Provided records —
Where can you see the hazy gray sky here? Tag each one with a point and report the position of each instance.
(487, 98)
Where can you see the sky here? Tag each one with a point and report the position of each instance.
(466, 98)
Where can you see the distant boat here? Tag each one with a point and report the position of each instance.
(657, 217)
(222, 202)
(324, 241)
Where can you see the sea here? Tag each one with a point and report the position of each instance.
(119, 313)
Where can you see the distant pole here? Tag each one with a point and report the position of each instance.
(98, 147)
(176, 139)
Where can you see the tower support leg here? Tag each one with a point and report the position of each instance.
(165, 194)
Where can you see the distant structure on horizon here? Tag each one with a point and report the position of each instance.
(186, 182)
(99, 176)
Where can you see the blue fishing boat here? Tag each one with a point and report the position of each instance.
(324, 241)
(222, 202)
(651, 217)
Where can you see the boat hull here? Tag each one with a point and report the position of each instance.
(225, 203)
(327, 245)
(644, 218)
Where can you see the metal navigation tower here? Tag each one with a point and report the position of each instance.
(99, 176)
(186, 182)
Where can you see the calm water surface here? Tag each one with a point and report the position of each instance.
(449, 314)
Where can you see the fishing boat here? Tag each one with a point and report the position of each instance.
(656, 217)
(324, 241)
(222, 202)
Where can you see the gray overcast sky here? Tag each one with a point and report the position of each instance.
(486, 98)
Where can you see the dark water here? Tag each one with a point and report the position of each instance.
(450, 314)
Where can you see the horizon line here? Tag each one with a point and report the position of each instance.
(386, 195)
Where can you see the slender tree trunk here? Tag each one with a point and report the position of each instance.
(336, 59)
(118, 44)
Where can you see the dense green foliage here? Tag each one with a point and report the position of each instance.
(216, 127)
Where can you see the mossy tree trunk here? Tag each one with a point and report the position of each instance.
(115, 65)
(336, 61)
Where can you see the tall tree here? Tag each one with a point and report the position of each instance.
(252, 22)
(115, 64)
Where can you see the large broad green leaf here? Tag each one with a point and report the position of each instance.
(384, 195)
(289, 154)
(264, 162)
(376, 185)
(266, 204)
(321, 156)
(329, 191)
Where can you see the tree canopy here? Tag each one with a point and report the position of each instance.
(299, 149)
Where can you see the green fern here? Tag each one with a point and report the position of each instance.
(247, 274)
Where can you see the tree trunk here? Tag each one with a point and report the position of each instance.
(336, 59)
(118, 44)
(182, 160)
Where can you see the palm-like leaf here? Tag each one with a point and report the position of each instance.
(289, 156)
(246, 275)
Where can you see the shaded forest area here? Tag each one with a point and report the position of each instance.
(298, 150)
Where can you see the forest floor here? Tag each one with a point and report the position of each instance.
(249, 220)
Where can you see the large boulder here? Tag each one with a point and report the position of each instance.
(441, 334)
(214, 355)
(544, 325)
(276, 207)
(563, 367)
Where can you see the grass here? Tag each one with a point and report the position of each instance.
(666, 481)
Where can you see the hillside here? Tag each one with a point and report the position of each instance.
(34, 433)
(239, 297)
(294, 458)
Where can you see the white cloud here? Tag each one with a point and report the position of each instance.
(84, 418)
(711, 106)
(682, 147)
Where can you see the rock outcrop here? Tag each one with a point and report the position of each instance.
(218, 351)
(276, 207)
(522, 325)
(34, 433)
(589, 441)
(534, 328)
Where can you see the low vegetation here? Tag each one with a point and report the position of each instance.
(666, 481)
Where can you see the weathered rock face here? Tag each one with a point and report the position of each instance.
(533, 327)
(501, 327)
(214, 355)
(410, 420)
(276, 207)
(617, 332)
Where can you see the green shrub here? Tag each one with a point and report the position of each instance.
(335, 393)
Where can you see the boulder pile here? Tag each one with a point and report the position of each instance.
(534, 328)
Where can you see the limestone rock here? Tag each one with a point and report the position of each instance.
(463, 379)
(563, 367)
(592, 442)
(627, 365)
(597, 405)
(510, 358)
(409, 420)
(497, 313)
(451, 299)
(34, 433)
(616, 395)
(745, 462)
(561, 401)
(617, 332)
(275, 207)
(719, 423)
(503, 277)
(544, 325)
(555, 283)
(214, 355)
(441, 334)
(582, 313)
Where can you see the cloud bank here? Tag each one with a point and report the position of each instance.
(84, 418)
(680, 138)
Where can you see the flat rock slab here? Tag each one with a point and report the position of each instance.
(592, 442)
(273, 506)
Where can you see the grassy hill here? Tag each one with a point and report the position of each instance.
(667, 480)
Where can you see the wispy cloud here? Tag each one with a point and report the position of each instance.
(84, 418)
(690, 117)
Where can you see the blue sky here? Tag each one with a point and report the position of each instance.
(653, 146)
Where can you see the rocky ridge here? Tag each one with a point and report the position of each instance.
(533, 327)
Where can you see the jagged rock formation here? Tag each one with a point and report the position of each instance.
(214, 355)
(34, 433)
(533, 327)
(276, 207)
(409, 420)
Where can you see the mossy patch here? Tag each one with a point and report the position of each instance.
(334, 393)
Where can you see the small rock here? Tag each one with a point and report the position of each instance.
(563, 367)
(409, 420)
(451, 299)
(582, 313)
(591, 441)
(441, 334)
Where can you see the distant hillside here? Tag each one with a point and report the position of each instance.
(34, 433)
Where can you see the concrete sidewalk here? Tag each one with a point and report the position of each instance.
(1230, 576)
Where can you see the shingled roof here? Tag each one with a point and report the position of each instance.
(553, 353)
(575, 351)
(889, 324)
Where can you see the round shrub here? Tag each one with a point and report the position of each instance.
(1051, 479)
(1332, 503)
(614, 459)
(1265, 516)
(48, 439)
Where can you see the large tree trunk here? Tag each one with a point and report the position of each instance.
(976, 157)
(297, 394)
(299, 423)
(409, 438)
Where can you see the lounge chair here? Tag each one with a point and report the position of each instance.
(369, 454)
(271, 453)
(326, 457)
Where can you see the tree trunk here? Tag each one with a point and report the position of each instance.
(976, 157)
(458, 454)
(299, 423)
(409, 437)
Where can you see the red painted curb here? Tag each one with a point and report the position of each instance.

The problem —
Give an exact repetition of all the material.

Exercise answer —
Where can you see the hazy gray sky here? Tag each one with a point and report the position of each instance.
(487, 98)
Where can you see the sky here? Tag each one with a point and report the position of each instance.
(466, 98)
Where can you see the distant boat here? Tag each one with a point and report the position of each instance.
(657, 217)
(222, 202)
(324, 241)
Where can you see the sea here? Tag each one with a point and report the position of each instance.
(119, 313)
Where can you see the distant pole here? Tag each one with a point and report the position of each instance.
(98, 147)
(176, 139)
Where can you see the tower support leg here? Tag each one with a point and report the position of each instance.
(165, 194)
Where can you see the distant structure on horizon here? Tag each one with a point and report the position of each instance.
(186, 182)
(99, 176)
Where can you see the blue fishing boat here? Tag each one with a point and report the position of each instance.
(324, 241)
(222, 202)
(651, 217)
Where can you see the boat hull here? Tag each one with a point and report the position of each instance.
(225, 203)
(327, 245)
(644, 218)
Where can you see the metal navigation tower here? Tag each one with a point and report the position of each instance.
(99, 176)
(186, 182)
Where can you see the calm water surface here? Tag each one with a point and report the position of each instance.
(449, 314)
Where can you see the fishing boat here? Tag each one with a point and report the position of each instance.
(656, 217)
(324, 241)
(222, 202)
Where can you see the gray overcast sky here? Tag each one with a point and report the position of each instance.
(486, 98)
Where can you see the dark water here? Tag each one with a point and report the position of each instance.
(450, 314)
Where can you see the horizon line here? Tag each one with a point and report the position of each instance.
(386, 195)
Where can you see the slender tree trunk here? Tag each one with a point and report the position of each instance.
(336, 59)
(118, 44)
Where can you see the dense green foliage here? Tag each one with a point and report the position of each instance.
(216, 127)
Where can you see the mossy tree trunk here? Tag each one with a point and report the position of each instance.
(115, 65)
(336, 61)
Where can you see the tall tree here? Tag each one with a point and report the position of each instance.
(252, 22)
(115, 64)
Where can you see the large broad green leaf here? Tag each one with a point and report the position of each instance.
(384, 195)
(289, 154)
(264, 162)
(376, 185)
(266, 204)
(321, 156)
(329, 191)
Where can you see the tree canopy here? Tag each one with a point and report the position of each instance.
(299, 149)
Where can you see the green fern here? Tag each one with a point and report the position of each instance.
(247, 274)
Where can you see the tree trunk here? Tag each one with a point and report the position of each instance.
(336, 59)
(118, 44)
(182, 160)
Where can you see the palm-like leaf here? Tag each one with a point and report the position of each instance.
(289, 156)
(246, 275)
Where can you see the shaded forest area here? Tag each one with a point and report the position of each instance.
(298, 150)
Where can you see the forest floor here? Tag each one with a point and report the position of each instance.
(249, 220)
Where can you see the large boulder here? Tag each one with a point and report the position of each instance.
(441, 334)
(214, 355)
(544, 325)
(276, 207)
(563, 367)
Where can you see the grass here? Tag each one with a point and report the position of each instance.
(666, 481)
Where can you see the hillside here? Tag each one with a point and report the position of each instance.
(34, 433)
(239, 297)
(294, 458)
Where can you see the white cloud here? Tag each one with a point and report the position of each instance.
(84, 418)
(711, 106)
(682, 147)
Where can you see the rock outcrop here? Tag each one with a point and report the position of each instance.
(218, 351)
(276, 207)
(522, 325)
(34, 433)
(589, 441)
(534, 328)
Where can you see the low vegetation here? Tag each one with a point and report the position of each instance.
(666, 481)
Where can you see the weathered rock face here? Tag each one with a point and report the position of each instance.
(533, 327)
(501, 327)
(214, 355)
(410, 420)
(276, 207)
(617, 332)
Where can you see the green shrub here? Tag each one with a point and report the position of each instance.
(335, 393)
Where can you see the boulder pile here? Tag each one with a point and report the position of each instance.
(534, 328)
Where can you see the limestone rock here? Tag each one with a point and report the position of each instance.
(463, 379)
(563, 367)
(592, 442)
(627, 365)
(597, 405)
(510, 358)
(409, 420)
(497, 313)
(451, 299)
(34, 433)
(616, 395)
(745, 462)
(561, 401)
(617, 332)
(275, 207)
(719, 423)
(503, 277)
(544, 325)
(555, 283)
(214, 355)
(441, 334)
(582, 313)
Where can you see the cloud bank here? Tag each one with a point and report the position of each instance.
(84, 418)
(680, 138)
Where can you see the flat rock slab here? Tag each one with a point and report the position of each instance.
(592, 442)
(273, 506)
Where can you see the grassy hill here? Tag each one with a point and report the position of each instance.
(667, 480)
Where can you see the wispy cloud here? Tag each one with a point and report the position of each instance.
(84, 418)
(690, 117)
Where can you see the blue sky here? Tag each one with a point and report the position of each instance.
(653, 146)
Where can you see the rocky ridge here? Tag each one with a point and report the position of each instance.
(533, 327)
Where can you see the jagged rock formation here? Tag each one with a point and report the position of each instance.
(214, 355)
(34, 433)
(533, 327)
(276, 207)
(409, 420)
Where can you see the mossy patch here? Tag each one with a point and report the position of each instance.
(334, 393)
Where can you see the small rock here? Tag each one with a point and report the position of each instance.
(563, 367)
(409, 420)
(451, 299)
(582, 313)
(591, 441)
(441, 334)
Where can you see the distant hillside here? Tag each one with a point and report the position of each instance.
(34, 433)
Where can you see the concrete sidewalk here? Tag each one with a point and report the position of each instance.
(1230, 576)
Where can you see the shingled roof here? Tag each one with a point and report the position of each instance.
(553, 353)
(575, 351)
(889, 324)
Where can you see the round shrub here? Tag each one with a point and report the position of each instance.
(1051, 479)
(1332, 503)
(614, 459)
(1265, 516)
(48, 439)
Where can you see the large tree trunk here? Tag each one with a point and report the position of each instance.
(976, 157)
(297, 394)
(299, 423)
(409, 438)
Where can you see the lounge chair here? Tag each one with a point and report the position of each instance.
(369, 454)
(271, 453)
(326, 457)
Where can you see the tree trunk here? Tag each one with a point and report the position of each instance.
(976, 157)
(458, 454)
(299, 423)
(409, 437)
Where can you see the red painted curb here? Tag each one with a point and report the position of each instance.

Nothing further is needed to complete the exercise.